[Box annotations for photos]
★ ★ ★ ★

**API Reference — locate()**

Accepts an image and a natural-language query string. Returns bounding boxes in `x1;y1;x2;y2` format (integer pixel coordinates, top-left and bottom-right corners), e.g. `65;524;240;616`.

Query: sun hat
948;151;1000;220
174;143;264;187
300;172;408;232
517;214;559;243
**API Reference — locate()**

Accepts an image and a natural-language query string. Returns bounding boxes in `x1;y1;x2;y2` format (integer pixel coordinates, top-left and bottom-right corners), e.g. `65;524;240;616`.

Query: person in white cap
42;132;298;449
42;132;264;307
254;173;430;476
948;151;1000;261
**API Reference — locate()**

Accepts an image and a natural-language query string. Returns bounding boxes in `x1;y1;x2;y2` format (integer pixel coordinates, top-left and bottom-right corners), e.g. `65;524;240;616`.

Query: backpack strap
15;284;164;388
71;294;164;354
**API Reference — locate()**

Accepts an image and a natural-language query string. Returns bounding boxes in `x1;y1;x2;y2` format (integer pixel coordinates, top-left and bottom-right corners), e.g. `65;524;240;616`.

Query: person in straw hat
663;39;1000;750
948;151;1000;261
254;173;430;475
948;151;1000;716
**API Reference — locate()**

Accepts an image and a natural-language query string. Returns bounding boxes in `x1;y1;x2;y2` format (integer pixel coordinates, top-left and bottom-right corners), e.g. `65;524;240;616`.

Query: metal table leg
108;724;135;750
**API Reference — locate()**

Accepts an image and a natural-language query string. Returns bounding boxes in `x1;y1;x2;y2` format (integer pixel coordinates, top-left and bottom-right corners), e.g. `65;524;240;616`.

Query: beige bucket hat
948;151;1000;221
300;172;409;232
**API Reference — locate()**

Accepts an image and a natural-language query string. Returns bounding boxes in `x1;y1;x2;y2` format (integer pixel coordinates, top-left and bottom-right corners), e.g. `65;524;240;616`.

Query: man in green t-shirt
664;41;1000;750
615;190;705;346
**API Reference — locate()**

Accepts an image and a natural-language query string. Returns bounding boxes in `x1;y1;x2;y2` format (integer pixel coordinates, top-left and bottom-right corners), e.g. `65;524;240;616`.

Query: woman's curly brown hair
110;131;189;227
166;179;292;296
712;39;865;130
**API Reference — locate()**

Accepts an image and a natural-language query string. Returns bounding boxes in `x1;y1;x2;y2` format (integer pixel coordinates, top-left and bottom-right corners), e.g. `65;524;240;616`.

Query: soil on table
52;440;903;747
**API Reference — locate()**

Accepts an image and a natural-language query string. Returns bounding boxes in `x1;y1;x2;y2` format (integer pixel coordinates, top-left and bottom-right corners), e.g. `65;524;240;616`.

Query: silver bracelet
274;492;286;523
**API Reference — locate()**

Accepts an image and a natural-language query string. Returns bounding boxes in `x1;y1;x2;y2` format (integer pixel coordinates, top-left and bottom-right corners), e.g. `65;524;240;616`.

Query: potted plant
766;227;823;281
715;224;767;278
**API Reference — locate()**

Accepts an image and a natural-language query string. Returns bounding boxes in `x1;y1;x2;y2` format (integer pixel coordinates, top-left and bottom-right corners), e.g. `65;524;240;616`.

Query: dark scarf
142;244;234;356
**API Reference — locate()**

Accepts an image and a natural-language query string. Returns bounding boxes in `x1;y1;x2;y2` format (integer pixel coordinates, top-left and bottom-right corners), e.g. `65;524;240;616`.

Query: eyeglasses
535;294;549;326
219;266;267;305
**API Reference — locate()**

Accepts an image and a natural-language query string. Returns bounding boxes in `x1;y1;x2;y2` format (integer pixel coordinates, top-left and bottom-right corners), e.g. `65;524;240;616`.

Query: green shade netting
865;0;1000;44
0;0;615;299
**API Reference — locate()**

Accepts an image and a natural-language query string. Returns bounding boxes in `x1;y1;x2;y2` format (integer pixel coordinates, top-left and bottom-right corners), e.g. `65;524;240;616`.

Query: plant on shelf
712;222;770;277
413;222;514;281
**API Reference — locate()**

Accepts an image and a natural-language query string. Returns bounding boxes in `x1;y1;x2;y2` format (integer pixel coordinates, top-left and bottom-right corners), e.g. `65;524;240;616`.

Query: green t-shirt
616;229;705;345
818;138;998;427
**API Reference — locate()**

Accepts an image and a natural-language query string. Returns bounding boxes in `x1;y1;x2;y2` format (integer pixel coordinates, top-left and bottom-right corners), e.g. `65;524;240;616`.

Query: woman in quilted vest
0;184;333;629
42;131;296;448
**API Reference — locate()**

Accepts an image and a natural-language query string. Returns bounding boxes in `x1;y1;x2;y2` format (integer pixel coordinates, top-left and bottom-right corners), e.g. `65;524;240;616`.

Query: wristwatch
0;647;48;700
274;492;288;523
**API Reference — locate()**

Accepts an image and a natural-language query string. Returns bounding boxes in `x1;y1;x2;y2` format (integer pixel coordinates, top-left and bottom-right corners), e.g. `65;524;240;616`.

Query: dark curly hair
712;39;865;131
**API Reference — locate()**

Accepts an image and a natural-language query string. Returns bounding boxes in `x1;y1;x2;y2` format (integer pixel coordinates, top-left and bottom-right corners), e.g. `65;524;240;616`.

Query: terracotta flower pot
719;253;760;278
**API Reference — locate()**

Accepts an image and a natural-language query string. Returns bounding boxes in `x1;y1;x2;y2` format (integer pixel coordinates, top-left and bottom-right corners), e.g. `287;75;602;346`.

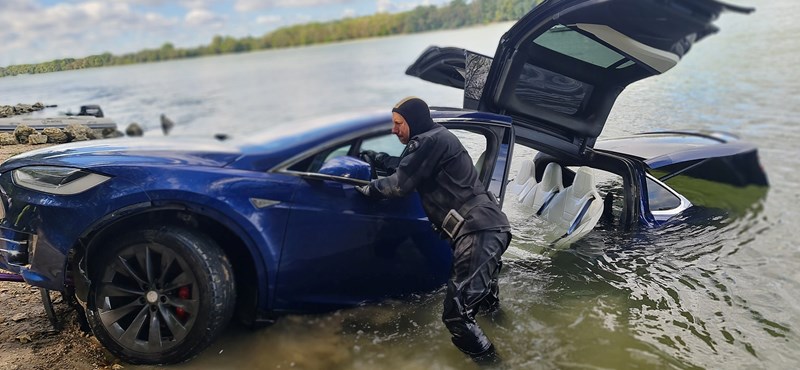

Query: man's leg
442;230;509;357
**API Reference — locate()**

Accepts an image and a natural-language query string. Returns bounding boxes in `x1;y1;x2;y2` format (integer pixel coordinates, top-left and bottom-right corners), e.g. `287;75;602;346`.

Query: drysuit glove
356;184;371;198
358;150;377;166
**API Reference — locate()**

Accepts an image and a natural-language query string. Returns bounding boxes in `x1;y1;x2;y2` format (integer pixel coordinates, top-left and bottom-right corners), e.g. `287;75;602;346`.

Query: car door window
647;177;681;211
359;134;406;157
450;129;488;173
288;142;353;173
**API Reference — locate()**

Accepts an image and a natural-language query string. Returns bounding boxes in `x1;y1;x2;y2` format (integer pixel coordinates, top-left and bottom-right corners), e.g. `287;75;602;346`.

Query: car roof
231;108;511;168
595;131;756;169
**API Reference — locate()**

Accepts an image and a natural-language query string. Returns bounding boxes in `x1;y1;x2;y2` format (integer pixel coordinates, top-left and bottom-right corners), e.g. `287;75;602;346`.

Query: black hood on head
392;96;433;138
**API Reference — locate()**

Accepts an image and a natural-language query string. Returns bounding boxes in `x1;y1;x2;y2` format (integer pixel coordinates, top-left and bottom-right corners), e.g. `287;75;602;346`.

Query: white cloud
184;9;225;27
233;0;352;12
375;0;450;13
0;0;177;66
256;15;283;25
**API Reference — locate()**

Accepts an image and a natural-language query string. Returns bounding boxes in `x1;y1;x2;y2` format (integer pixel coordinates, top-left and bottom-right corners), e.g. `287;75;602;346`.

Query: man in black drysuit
358;97;511;361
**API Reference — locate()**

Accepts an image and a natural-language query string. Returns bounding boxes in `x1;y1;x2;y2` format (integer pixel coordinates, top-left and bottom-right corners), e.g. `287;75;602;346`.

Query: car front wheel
87;226;236;364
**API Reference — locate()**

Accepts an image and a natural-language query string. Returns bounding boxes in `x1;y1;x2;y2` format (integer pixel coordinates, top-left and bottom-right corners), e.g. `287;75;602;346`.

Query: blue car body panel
0;111;511;312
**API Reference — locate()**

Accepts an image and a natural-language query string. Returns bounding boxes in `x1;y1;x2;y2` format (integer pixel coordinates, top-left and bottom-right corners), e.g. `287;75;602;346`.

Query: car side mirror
319;156;372;181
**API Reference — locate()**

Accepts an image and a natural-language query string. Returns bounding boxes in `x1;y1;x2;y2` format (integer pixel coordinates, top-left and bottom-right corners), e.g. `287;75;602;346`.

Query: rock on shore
0;102;46;118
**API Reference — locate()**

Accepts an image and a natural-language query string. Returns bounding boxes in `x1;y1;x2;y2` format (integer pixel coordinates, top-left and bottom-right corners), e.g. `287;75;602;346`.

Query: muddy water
0;0;800;369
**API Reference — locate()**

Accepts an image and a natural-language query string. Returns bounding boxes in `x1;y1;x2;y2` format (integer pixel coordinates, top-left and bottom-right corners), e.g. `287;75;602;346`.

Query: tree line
0;0;543;77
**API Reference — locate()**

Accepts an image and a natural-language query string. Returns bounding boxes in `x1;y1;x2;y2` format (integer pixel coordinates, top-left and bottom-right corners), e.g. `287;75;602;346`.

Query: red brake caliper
175;286;189;320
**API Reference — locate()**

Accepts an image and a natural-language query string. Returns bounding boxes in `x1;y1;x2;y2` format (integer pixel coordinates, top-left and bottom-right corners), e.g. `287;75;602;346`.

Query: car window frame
645;173;692;222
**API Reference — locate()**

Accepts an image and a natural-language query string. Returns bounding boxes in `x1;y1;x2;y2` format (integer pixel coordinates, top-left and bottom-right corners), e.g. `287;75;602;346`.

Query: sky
0;0;449;66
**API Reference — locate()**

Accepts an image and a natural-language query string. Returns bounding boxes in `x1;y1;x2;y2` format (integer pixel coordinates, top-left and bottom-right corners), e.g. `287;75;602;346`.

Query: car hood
0;138;241;172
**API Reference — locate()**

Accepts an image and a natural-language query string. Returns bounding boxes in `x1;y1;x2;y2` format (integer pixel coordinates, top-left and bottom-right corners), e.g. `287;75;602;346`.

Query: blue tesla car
0;0;767;364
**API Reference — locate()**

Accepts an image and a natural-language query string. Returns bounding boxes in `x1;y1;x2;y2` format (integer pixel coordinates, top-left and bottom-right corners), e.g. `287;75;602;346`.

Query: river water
0;0;800;369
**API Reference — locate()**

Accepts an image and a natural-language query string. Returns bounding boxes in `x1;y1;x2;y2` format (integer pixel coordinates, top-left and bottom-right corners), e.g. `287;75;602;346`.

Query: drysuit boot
442;230;511;358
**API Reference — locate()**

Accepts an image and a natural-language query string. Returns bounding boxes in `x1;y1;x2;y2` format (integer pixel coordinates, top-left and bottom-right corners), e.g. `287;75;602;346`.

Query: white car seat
522;162;564;215
542;167;604;246
506;159;536;202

★ ★ ★ ★

Find every line in the listing above that contains the word "white", and copy each such line.

* **Complete answer**
Query: person in white cap
Query: white cloud
Query: white car seat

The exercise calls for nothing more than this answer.